• **TASK LIST**:
A – The text on writing systems and Unicode says we can convert characters to another language at the push of a button. What does it say makes this possible? Answer in one to three sentences.
B – Continue the text on writing systems and Unicode from the point where it stops.

• **DOCUMENT EXTRACT**:
Family Trees and Sound Clouds

Visual Lecture Performance, Galerie A—Z, Berlin 2022

Who invented “writing”? How many writing systems are there in the world? How do they relate to the spoken languages and their individual sounds? Why are only half of them available on computers and smartphones? What are the aerodynamics of the pronunciation of human sounds? Why do pictograms always function simultaneously as ideograms? And what would a complete family tree of writing systems look like?

These and other questions on the languages we read, speak and hear, will be the topic of a visual lecture performed by artist Ilka Helmig and designer Johannes Bergerhausen, who will be presenting some findings of their research and projects on writing systems, Unicode, languages and the visualisation of the aerodynamics of human sounds.

https://a-z-presents.com

 

 

 

Missing Scripts

Missing Scripts — the Proposals.
Exhibition West Museumsquartier
den Haag, NL

The computer we work with on a daily basis contains an infinite amount of information. It seems seemingly logical that we can communicate with only a few dozen keys. We can even, at the push of a button, convert characters to another language. This is only possible through strict agreements with designers, hardware and software developers. The Unicode Standard 12.1, published in May 2019, encodes 137,929 typographic characters from exactly 150 writing systems that can be used on every computer (and smartphone). This includes the emoji that are used worldwide. New characters are added every year. On our computers, Latin letters, Chinese ideograms and even extinct cuneiform characters can be used. But which scripts are still missing?

• **RAW DATA**:
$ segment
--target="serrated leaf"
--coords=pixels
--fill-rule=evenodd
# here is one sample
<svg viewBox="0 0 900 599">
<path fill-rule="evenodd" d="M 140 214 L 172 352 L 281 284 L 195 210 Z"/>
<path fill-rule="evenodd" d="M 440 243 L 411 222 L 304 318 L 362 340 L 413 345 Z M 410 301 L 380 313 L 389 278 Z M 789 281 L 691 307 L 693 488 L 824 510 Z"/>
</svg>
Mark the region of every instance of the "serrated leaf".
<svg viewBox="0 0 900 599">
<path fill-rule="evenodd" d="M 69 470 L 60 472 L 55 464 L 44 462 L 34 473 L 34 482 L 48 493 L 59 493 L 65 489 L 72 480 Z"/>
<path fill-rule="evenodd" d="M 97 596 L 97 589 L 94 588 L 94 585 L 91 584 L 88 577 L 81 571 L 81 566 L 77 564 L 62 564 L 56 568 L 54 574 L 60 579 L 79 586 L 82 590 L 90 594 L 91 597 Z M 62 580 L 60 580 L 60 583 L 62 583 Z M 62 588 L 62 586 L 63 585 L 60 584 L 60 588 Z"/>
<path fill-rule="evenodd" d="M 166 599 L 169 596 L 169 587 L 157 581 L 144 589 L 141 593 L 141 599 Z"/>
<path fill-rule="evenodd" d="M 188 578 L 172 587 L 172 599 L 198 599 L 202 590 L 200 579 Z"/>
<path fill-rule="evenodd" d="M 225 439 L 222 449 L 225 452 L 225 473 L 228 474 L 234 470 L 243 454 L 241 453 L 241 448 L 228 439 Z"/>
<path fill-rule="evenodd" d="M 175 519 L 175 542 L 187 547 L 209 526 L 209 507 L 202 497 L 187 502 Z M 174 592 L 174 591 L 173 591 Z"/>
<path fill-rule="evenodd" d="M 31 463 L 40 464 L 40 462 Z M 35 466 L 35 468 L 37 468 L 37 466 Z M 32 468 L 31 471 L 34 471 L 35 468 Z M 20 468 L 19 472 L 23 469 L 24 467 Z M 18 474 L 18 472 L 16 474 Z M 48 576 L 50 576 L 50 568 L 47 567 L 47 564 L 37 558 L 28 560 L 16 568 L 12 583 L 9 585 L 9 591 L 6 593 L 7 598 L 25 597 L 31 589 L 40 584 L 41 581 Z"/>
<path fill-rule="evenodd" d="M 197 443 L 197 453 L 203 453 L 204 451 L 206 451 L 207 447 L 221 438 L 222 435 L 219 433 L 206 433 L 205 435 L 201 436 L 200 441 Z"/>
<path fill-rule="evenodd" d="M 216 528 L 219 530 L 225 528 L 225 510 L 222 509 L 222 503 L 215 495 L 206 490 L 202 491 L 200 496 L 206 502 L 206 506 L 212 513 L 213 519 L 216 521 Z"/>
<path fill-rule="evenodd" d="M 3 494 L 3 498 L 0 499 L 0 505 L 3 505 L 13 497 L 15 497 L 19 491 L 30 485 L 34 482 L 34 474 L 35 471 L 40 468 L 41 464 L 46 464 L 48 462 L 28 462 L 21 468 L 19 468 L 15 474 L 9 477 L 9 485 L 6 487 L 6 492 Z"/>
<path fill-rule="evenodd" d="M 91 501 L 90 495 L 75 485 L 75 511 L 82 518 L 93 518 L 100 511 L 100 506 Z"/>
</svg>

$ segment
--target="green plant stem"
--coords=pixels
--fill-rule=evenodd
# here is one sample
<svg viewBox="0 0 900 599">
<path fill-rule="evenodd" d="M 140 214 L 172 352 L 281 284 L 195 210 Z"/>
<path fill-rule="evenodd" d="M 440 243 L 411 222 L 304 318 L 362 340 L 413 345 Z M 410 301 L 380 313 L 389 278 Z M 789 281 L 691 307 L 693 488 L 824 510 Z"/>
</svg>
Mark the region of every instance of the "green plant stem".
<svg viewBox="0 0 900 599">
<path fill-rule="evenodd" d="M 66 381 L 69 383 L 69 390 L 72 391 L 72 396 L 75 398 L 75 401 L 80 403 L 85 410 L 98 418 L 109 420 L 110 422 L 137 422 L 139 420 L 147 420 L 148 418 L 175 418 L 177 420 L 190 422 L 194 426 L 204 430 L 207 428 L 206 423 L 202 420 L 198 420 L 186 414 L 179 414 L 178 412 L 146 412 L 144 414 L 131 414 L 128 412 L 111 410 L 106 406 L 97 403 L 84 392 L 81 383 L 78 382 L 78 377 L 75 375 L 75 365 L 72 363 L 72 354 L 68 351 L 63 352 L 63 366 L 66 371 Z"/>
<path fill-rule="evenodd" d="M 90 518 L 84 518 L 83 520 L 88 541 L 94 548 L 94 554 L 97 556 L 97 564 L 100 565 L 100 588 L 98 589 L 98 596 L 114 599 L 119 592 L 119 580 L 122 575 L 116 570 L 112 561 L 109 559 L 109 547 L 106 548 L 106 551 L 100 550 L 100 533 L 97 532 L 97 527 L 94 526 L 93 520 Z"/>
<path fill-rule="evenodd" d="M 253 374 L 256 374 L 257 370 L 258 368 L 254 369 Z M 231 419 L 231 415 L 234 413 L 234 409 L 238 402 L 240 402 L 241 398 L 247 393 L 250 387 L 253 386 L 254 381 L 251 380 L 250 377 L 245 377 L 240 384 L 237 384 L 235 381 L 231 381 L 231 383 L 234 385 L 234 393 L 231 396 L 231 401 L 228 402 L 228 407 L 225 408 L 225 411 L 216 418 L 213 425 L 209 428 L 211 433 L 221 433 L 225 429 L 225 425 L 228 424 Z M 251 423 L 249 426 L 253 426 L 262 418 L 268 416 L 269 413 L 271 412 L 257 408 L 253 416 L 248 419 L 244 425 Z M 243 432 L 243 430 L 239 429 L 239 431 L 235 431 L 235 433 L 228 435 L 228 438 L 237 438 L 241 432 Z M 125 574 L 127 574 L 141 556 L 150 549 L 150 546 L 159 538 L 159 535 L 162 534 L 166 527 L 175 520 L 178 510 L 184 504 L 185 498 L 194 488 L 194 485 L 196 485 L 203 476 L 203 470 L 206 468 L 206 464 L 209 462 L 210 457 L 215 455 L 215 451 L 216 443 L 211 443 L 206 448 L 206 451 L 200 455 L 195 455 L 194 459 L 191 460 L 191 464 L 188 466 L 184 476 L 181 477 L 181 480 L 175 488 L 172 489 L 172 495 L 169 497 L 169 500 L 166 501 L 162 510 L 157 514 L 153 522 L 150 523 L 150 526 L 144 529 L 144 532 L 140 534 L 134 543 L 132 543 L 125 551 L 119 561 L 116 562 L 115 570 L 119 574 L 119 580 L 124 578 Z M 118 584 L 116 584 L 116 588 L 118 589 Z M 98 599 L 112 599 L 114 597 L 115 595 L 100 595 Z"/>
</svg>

• **ANSWERS TO THE TASKS**:
A – It is only possible through strict agreements with designers and with hardware and software developers.

B –
Designer researcher Johannes Bergerhausen, born 1965 in Bonn, Germany, and artist Ilka Helmig, born 1971 in Frankfurt, Germany, focus on the unknown and obscure writing systems. This exhibition shows 71 proposals that have been submitted to the Unicode Consortium but have not (yet) been included in the World Standard. Ilka Helmig shows drawings of air turbulences caused by the process of speaking and articulating. Air is pressed through the lingual lips and released into the environment in the form of structured air vortices. Scientists found that the vortices of the spoken sounds are reproducible.

In this way Bergerhausen and Helmig stimulate a discussion about the cultural heritage of writing, the existing overviews of written languages, the digitisation of the languages of the world and the lack of typographical forms for so-called »Non-Latin« or »minority« scripts. What is a script? How many people speak which language? And what are the missing scripts?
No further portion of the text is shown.